(Data items)

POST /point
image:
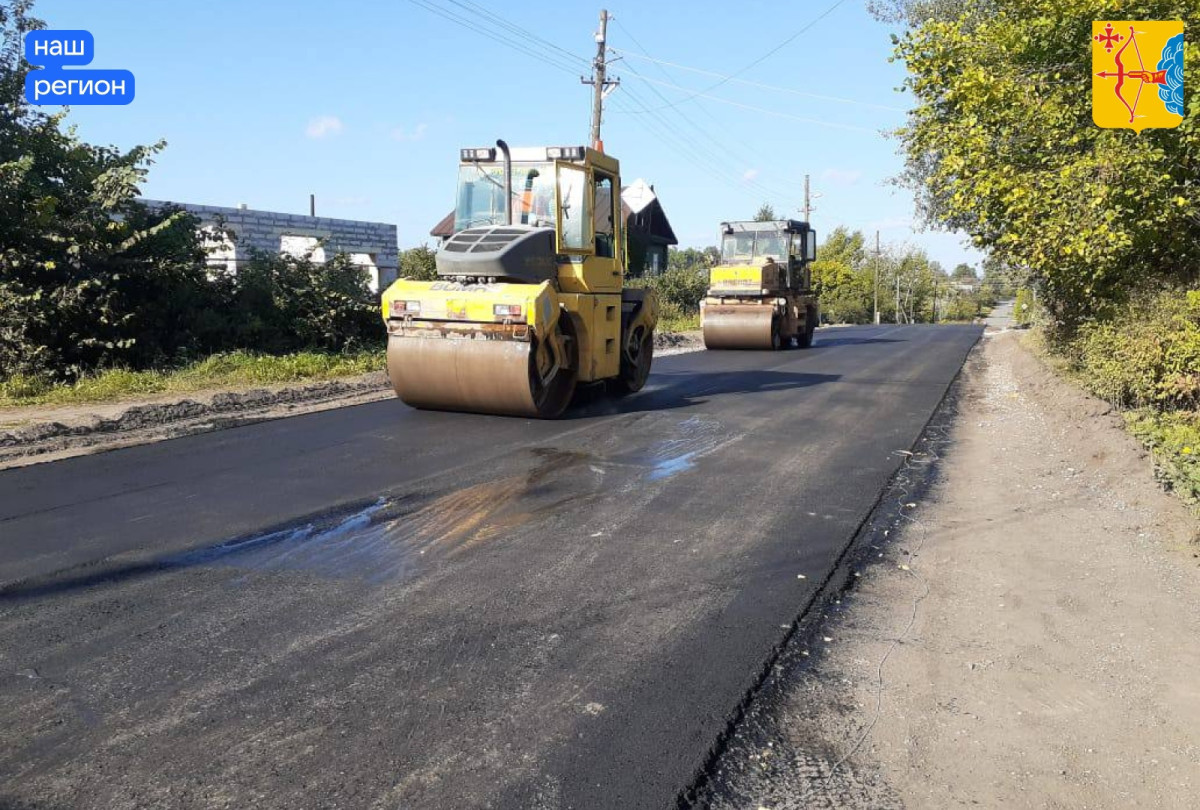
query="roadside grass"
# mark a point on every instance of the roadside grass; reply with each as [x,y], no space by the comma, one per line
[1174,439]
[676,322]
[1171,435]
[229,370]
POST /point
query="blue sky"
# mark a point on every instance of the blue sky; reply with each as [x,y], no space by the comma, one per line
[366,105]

* * *

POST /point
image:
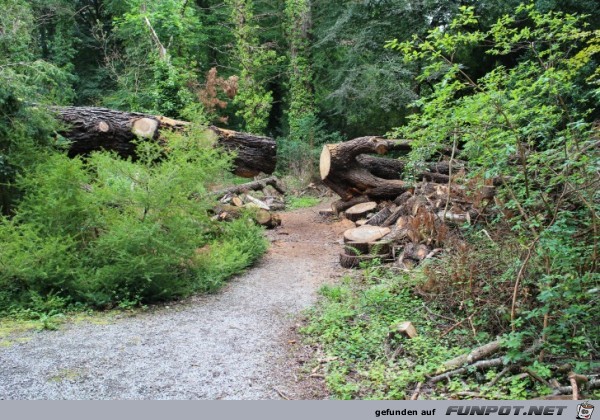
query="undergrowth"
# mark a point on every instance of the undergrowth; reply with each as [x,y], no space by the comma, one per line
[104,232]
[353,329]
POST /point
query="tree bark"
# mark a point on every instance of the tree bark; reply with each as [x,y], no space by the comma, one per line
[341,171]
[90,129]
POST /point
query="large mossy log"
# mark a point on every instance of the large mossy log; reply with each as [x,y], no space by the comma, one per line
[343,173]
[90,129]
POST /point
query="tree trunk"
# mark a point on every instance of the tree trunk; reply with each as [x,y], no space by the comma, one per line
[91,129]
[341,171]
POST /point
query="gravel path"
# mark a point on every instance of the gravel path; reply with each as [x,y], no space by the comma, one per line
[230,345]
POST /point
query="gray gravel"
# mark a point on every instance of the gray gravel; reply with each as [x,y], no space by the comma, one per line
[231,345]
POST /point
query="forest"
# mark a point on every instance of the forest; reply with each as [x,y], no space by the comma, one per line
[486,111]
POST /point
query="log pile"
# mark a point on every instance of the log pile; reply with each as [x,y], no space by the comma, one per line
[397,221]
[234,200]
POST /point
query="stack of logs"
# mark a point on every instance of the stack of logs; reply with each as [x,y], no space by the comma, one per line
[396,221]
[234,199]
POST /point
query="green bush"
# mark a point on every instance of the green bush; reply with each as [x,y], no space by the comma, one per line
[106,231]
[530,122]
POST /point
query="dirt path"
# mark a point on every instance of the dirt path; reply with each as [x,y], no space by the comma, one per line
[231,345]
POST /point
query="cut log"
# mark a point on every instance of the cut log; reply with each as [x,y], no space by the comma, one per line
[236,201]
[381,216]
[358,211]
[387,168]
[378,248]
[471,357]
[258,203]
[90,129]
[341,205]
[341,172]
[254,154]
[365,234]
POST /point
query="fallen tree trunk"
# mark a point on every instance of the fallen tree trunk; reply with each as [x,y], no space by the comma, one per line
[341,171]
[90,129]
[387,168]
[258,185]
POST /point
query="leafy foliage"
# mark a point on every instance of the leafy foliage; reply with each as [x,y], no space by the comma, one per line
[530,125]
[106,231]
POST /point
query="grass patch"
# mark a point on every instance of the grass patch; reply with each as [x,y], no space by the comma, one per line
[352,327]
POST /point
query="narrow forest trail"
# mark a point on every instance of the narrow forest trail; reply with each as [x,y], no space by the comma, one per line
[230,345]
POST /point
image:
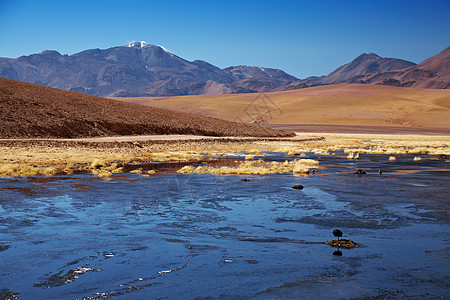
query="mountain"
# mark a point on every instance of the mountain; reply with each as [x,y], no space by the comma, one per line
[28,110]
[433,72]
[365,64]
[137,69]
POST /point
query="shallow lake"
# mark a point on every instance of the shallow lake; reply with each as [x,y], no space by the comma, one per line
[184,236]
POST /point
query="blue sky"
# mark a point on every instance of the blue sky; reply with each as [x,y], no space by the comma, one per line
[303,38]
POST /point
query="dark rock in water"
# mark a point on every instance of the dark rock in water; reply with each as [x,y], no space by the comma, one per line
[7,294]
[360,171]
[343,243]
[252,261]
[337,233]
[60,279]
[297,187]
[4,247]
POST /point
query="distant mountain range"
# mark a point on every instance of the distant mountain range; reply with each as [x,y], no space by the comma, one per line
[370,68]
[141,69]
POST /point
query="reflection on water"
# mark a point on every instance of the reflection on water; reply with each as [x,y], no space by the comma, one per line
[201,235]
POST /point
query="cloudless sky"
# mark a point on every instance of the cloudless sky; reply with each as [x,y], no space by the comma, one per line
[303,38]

==

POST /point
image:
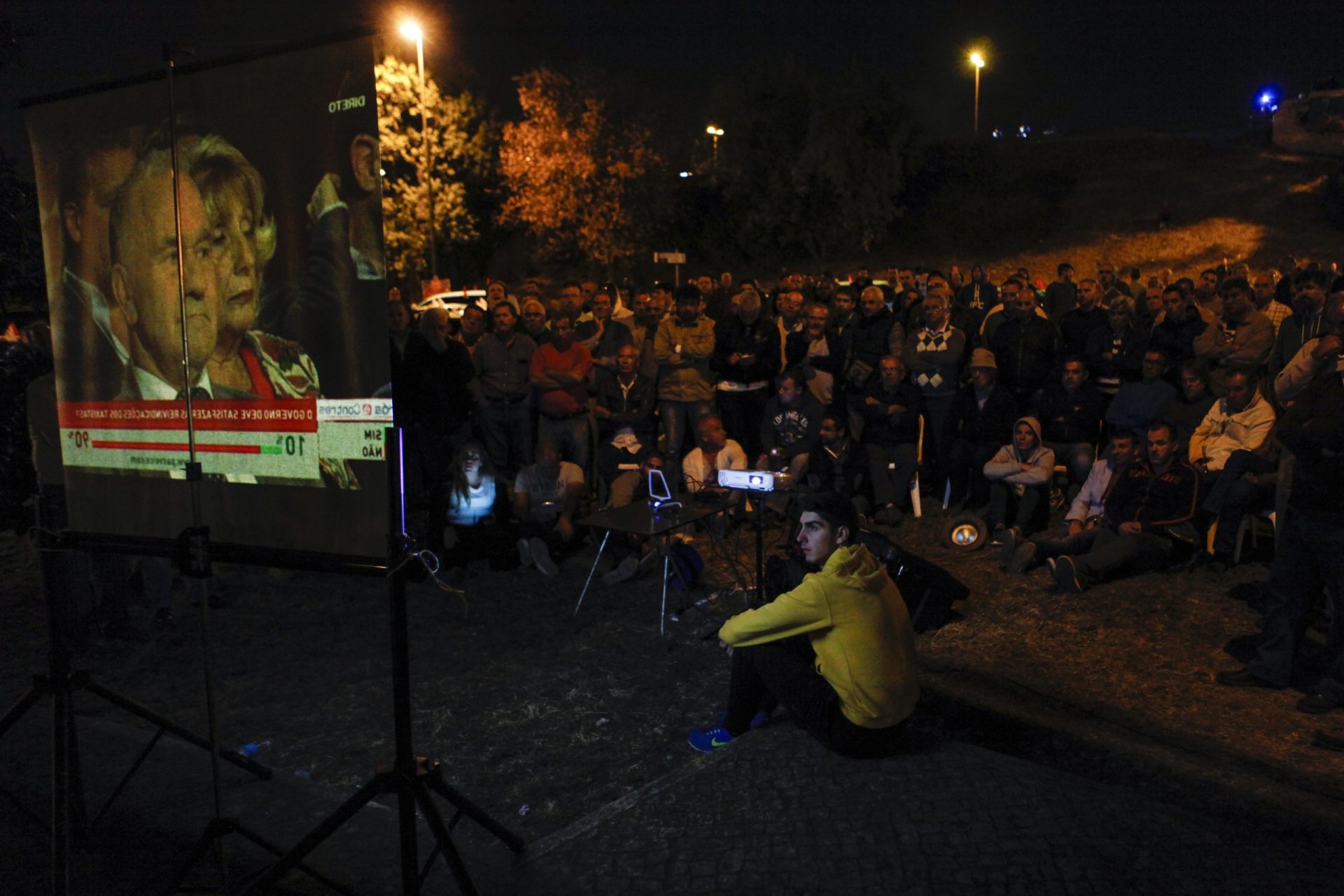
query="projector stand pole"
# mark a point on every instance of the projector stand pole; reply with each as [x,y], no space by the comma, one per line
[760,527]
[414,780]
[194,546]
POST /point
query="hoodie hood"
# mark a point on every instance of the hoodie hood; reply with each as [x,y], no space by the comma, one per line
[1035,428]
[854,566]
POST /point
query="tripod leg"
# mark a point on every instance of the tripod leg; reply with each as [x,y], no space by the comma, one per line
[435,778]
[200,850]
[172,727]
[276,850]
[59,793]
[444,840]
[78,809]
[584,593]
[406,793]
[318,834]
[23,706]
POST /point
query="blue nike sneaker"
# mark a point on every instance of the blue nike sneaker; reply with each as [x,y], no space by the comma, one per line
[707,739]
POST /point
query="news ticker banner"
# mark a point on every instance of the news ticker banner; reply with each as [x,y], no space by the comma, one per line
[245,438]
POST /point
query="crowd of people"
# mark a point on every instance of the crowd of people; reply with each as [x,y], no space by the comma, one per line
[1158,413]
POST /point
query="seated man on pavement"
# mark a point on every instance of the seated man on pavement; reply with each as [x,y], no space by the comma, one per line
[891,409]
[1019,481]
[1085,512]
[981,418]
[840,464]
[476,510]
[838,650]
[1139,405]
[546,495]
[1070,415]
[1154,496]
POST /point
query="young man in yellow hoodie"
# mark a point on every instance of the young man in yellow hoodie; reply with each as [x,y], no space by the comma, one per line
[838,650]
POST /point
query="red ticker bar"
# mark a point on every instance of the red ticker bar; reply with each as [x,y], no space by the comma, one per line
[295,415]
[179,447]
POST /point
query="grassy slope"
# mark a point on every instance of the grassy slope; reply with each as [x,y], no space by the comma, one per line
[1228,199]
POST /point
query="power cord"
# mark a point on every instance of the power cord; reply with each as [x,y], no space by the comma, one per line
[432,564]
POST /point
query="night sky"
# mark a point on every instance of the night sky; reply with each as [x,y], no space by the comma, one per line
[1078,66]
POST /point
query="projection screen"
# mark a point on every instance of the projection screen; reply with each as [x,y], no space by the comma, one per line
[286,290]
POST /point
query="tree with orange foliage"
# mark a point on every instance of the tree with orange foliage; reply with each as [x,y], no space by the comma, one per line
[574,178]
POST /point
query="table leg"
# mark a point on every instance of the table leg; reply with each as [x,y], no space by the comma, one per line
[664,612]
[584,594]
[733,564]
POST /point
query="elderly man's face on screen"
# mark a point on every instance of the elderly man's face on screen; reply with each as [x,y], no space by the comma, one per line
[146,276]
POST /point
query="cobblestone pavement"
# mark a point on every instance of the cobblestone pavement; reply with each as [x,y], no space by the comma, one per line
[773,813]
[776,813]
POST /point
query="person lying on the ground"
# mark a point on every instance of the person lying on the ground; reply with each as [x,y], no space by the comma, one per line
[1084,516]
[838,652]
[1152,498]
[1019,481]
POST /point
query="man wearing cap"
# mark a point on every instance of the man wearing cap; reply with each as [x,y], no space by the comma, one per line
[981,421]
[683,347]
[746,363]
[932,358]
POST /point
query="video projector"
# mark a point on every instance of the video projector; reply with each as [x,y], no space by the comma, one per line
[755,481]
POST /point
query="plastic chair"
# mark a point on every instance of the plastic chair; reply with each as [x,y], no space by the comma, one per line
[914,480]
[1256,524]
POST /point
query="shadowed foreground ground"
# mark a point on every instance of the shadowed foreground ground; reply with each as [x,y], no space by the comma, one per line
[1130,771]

# Written exercise
Select and copy each line of the records that contains the word "reflection".

# Complete answer
query="reflection on water"
# mark a point on every instance of the reflection on water; reply with each as [x,y], no space by the comma, one per line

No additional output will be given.